**TASK 1:**
Summarize the passage on depth refinement and noisy pre-training in two sentences.

Here \(f_d\) is the denoised feature. Essentially, \(M_w\) acts as a spatial gating mask generated from coarse features, iteratively filtering depth-irrelevant noise while preserving high-frequency details. These features are then passed to F2C. Ablations show RMSE drops by 12.2% with C2F. Notably, if the GDU is removed and C2F degrades to standard bottom-to-top aggregation, gains diminish; if GDU is replaced with the F2C fusion module, performance falls back to baseline—the authors attribute this to coarse features dominating and suppressing high-frequency information.

3. Noisy Pre-training: Learning Depth Features in Zero-Initialized Branches

In PRV1, about 94% of refinement branch parameters come from the pre-trained base model, with only F2C trained from scratch. With a lightweight encoder, this "dividend" vanishes—even with a pre-trained encoder, it only accounts for ~2% of the refinement branch (1.3M vs 47.0M for PRV2M), while the remaining 98% (including C2F, F2C) must be learned from scratch. NP provides a pre-training warmup for the entire refinement branch (encoder + C2F + F2C). The difficulty is that C2F/F2C depend on coarse features, which are inconvenient to introduce during pre-training. The solution is clever: directly replace coarse features with \(\mathcal{N}(0,1)\) random noise during GDU input, forcing the refinement branch to learn depth-related feature extraction from high-res input alone without coarse guidance. This requires no structural changes and allows seamless transition to formal training. Ablations show that loading only encoder parameters after NP (discarding C2F/F2C weights) leads to significant performance drops, proving that C2F/F2C pre-training is crucial.

(Entries on locating named things)
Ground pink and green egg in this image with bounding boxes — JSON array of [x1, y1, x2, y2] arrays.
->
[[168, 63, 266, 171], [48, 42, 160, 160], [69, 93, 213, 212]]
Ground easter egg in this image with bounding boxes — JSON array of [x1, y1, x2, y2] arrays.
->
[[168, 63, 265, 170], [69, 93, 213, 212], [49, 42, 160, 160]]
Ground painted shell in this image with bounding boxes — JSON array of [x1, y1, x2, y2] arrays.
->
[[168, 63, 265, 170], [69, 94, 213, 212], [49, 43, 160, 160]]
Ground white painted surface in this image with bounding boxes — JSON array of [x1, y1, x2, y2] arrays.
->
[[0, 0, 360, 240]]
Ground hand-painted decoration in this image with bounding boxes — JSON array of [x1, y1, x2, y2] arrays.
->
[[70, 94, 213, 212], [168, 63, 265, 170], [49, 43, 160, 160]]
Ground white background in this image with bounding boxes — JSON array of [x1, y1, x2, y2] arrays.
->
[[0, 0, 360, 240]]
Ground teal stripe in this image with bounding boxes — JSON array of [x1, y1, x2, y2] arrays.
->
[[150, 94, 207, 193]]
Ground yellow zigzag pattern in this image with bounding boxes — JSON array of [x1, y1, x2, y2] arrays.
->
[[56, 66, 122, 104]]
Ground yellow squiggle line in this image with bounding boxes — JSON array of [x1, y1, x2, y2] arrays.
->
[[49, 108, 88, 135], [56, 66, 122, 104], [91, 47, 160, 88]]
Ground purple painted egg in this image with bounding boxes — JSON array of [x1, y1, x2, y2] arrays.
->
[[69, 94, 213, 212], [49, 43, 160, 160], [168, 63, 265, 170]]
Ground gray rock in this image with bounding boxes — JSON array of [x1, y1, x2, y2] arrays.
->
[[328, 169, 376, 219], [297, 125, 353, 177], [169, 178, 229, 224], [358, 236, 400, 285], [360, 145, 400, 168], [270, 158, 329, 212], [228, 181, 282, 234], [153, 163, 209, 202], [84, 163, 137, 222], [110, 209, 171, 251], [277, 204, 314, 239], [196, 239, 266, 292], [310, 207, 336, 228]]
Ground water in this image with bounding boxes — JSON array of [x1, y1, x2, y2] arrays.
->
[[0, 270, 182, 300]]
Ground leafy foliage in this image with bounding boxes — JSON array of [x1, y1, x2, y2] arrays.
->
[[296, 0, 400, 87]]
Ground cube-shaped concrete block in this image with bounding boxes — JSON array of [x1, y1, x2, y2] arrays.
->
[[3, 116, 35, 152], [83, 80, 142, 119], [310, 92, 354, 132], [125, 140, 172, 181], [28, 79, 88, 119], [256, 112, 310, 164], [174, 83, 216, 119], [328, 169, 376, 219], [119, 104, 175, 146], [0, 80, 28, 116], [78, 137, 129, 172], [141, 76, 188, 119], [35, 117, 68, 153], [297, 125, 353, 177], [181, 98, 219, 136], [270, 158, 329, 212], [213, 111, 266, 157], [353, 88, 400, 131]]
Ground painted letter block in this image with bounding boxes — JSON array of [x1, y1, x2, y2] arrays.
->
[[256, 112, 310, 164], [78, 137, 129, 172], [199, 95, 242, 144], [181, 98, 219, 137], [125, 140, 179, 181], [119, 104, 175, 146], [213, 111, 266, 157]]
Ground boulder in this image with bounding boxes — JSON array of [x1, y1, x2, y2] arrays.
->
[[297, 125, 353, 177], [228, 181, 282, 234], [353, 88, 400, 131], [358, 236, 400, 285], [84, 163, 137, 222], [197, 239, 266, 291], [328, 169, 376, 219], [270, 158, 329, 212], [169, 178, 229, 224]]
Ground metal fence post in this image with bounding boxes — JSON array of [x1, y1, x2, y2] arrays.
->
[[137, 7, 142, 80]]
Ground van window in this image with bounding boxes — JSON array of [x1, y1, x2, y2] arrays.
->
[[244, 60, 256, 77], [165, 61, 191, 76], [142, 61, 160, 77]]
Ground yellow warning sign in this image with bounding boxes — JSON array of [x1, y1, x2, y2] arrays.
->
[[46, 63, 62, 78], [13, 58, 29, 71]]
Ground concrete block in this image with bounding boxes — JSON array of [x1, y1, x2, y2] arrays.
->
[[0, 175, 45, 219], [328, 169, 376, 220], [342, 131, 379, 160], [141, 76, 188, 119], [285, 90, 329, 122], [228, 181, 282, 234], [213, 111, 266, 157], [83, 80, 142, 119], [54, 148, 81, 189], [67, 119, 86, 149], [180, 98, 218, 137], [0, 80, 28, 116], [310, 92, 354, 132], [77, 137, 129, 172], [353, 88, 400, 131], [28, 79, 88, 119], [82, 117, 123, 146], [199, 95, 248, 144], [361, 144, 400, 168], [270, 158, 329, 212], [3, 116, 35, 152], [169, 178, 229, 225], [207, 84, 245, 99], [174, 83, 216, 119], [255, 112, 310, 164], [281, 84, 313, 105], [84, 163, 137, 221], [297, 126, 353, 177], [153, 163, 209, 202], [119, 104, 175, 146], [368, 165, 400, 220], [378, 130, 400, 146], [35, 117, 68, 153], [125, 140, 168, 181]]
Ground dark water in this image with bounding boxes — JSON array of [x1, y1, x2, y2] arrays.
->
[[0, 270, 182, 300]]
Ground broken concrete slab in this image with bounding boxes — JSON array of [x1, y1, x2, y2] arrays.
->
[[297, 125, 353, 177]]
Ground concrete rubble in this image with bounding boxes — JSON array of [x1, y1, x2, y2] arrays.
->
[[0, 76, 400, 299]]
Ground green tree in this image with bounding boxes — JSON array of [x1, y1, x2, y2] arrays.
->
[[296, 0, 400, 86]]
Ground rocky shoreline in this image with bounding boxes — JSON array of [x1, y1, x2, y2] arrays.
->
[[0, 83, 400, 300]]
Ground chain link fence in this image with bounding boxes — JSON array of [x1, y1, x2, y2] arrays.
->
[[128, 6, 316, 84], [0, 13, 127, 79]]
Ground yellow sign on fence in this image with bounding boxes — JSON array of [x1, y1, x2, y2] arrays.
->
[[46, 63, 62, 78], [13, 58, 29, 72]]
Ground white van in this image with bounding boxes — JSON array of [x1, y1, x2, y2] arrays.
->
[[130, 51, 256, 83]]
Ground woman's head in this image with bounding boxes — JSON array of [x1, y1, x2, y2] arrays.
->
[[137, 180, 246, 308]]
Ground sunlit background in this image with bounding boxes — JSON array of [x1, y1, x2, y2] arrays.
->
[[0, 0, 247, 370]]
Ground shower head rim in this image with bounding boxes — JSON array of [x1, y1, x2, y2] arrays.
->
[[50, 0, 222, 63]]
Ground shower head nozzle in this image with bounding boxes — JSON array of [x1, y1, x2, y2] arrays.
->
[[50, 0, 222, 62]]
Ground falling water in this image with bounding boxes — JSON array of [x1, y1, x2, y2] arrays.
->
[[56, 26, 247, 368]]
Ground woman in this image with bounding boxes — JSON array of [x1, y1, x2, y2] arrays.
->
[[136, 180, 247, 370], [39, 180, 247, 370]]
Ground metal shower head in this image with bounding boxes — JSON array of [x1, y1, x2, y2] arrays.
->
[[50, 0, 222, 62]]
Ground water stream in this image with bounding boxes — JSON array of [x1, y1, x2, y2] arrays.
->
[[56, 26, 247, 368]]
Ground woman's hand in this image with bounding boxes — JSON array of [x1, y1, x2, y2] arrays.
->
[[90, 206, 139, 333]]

**TASK 2:**
Rescale the records from their first line up to and including the line with "47, 160, 88]]". Repeat every line, requests included, multiplying each bounding-box coordinate in the answers by 0.95 and rounding to whole numbers, with halves rounded up.

**WRITTEN ANSWER 1:**
A spatial gating mask generated from coarse features iteratively filters depth-irrelevant noise while preserving high-frequency details, and ablations show RMSE drops by 12.2% with C2F. Noisy pre-training warms up the whole refinement branch (encoder, C2F and F2C) by replacing coarse features at the GDU input with N(0,1) random noise, which requires no structural changes, and ablations show that discarding the pre-trained C2F/F2C weights leads to significant performance drops.

**WRITTEN ANSWER 2:**
Ground pink and green egg in this image with bounding boxes — JSON array of [x1, y1, x2, y2] arrays.
->
[[160, 60, 253, 162], [46, 40, 152, 152], [66, 88, 202, 201]]
Ground easter egg in this image with bounding boxes — JSON array of [x1, y1, x2, y2] arrays.
->
[[160, 60, 252, 162], [66, 88, 202, 201], [47, 40, 152, 152]]
Ground painted shell in this image with bounding boxes — JSON array of [x1, y1, x2, y2] arrays.
->
[[160, 60, 252, 162], [66, 89, 202, 201], [47, 41, 152, 152]]
Ground white painted surface in this image with bounding boxes — JSON array of [x1, y1, x2, y2] arrays.
->
[[0, 0, 342, 228]]
Ground hand-painted decoration in this image with bounding boxes — JSON array of [x1, y1, x2, y2] arrays.
->
[[67, 89, 202, 201], [160, 60, 252, 162], [47, 41, 152, 152]]
Ground white background in this image with bounding boxes — JSON array of [x1, y1, x2, y2] arrays.
->
[[0, 0, 342, 228]]
Ground teal stripe in this image with bounding boxes — JSON array of [x1, y1, x2, y2] arrays.
->
[[143, 89, 197, 183]]
Ground yellow zigzag pattern in this image with bounding boxes — JSON array of [x1, y1, x2, y2] arrays.
->
[[53, 63, 116, 99]]
Ground yellow squiggle line in this image with bounding boxes — JSON array of [x1, y1, x2, y2] arrays.
->
[[47, 103, 84, 128], [53, 63, 116, 99], [86, 45, 152, 84]]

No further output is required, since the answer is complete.